(Saved entries)
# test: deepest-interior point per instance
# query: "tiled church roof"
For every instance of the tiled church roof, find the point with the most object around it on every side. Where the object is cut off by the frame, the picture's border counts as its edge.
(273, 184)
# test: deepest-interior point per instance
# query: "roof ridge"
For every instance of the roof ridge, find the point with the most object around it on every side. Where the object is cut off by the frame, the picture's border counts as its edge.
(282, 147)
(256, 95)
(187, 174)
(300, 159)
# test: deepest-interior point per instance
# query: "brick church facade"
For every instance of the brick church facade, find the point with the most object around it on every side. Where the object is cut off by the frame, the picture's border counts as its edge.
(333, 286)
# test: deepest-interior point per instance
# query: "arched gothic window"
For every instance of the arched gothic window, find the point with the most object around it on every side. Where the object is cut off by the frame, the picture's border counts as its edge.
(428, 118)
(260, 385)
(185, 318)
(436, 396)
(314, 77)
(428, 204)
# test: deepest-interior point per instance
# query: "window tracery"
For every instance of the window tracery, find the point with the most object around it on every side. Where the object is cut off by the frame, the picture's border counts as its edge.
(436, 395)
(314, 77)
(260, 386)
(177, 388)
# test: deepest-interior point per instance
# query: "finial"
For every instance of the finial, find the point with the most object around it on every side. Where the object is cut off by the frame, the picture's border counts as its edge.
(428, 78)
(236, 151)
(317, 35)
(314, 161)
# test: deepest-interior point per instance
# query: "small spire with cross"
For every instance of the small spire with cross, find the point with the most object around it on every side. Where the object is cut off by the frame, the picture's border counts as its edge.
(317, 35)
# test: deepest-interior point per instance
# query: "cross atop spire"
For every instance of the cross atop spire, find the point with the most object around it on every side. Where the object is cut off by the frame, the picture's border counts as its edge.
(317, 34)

EXERCISE BRIEF
Your job here is to copy the entries above exactly.

REPLY TO THE EXERCISE
# test: deepest-interior point per instance
# query: "tiled church roof"
For every instance of the tiled church roof, find the point with the most object around it on every side. Where the object is cut off by the frame, the picture's border counts as its edge.
(273, 184)
# test: deepest-interior point per instance
# query: "roof ridge"
For every instance of the roof ridge, find the point with the most object around it on every side. Where the object is cut off by the frame, the picture's border counts as its edge.
(282, 147)
(256, 95)
(187, 174)
(300, 159)
# test: deepest-interior point per instance
# query: "brick church facade"
For every instance of the brick church facade, find the point with the most object around it on every side. Where the object is cut off by the frame, the picture's border counts as its edge.
(333, 286)
# test: deepest-interior point per instance
# query: "arched gothic window"
For every instance of the arched gothic window, find the point with the most object around it on every side. Where the object is cut off by the frame, the picture's border counts as its edge.
(428, 118)
(260, 385)
(185, 318)
(436, 396)
(314, 77)
(428, 204)
# test: deepest-interior point per instance
# query: "window tracery"
For every instance of the window tracery, find the point with the most object around it on every side. Where the object is cut off by the frame, the picture's border counts as its edge.
(436, 395)
(314, 77)
(260, 386)
(177, 388)
# test: deepest-interior point per instance
# query: "finial"
For every instance of the finial, find the point with the most object around it on every side. Where the object is cut off by the frame, the picture's border counts as its edge.
(428, 78)
(236, 151)
(317, 35)
(314, 161)
# test: deepest-interior point per instance
# query: "small spire with cross"
For every instance of the small spire with cross, find the point with the most object around it on every side. Where the object is cut off by the frame, the picture's border counts as its edge.
(317, 35)
# test: deepest-interior point per instance
# query: "cross atop spire"
For every instance of the cross atop spire, find the point with the most object around it on every side. Where the object is cut off by the frame, the picture's border counts as its edge.
(317, 34)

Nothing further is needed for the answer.